■ Texto para análise:
Análise | Diário da Quarentena Poder e Política

O que está acima de tudo e de todos é Bolsonaro

Nem mesmo o isolamento social tem sido capaz de frear os bolsonaristas. Sua fidelidade, que claramente não tem nada a ver com o Brasil e sim com o presidente, desafia orientações dos órgãos de saúde e até mesmo a Constituição brasileira.

Bolsonaro no protesto de 19 de abril. Foto: Ueslei Marcelino / Reuters

Os últimos domingos foram marcados por carreatas em várias cidades brasileiras. A primeira, no dia 19 de abril, para comemorar o dia do Exército Brasileiro, reuniu algumas dezenas de pessoas em frente a quartéis generais. Entre os cartazes, pedidos de intervenção militar, retorno do AI-5, fechamento do Congresso e do Senado — todas, reivindicações que ferem a Constituição Brasileira. Já o segundo ato, em 26 de abril, além de manter o pedido do fim do isolamento social, também buscou demostrar apoio ao presidente após a saída de Sérgio Moro do Ministério da Justiça e Segurança Pública. Mantendo a tradição dos domingos bombásticos, também no dia 3 de maio, Bolsonaro acompanhou manifestação de apoiadores em frente do Palácio do Planalto, contra o STF e Congresso.

■ Registros:
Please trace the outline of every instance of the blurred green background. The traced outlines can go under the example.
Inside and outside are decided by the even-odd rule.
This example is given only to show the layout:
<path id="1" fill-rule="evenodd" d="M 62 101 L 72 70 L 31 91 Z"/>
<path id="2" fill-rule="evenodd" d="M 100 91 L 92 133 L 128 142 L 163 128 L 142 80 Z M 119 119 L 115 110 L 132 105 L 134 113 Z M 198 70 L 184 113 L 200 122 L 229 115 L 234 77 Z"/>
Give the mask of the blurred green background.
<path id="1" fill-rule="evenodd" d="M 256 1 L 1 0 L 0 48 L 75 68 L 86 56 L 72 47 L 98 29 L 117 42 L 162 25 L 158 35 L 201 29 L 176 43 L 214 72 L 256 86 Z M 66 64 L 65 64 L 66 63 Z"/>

■ Tarefa a realizar:
Devolva, copiado sem nenhuma alteração, tudo o que vai de "Bolsonaro no protesto" até "STF e Congresso." no texto sobre as carreatas bolsonaristas.

■ Resultado da tarefa:
Bolsonaro no protesto de 19 de abril. Foto: Ueslei Marcelino / Reuters

Os últimos domingos foram marcados por carreatas em várias cidades brasileiras. A primeira, no dia 19 de abril, para comemorar o dia do Exército Brasileiro, reuniu algumas dezenas de pessoas em frente a quartéis generais. Entre os cartazes, pedidos de intervenção militar, retorno do AI-5, fechamento do Congresso e do Senado — todas, reivindicações que ferem a Constituição Brasileira. Já o segundo ato, em 26 de abril, além de manter o pedido do fim do isolamento social, também buscou demostrar apoio ao presidente após a saída de Sérgio Moro do Ministério da Justiça e Segurança Pública. Mantendo a tradição dos domingos bombásticos, também no dia 3 de maio, Bolsonaro acompanhou manifestação de apoiadores em frente do Palácio do Planalto, contra o STF e Congresso.